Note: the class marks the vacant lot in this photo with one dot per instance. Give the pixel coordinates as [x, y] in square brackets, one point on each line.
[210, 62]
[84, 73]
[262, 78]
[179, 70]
+-------+
Each line in the records above must be returned exactly as it stands.

Note: the class marks the vacant lot in this photo with one dot per instance. Give the pixel coordinates as [x, y] in square brackets, one point on each line.
[210, 62]
[84, 73]
[262, 78]
[179, 70]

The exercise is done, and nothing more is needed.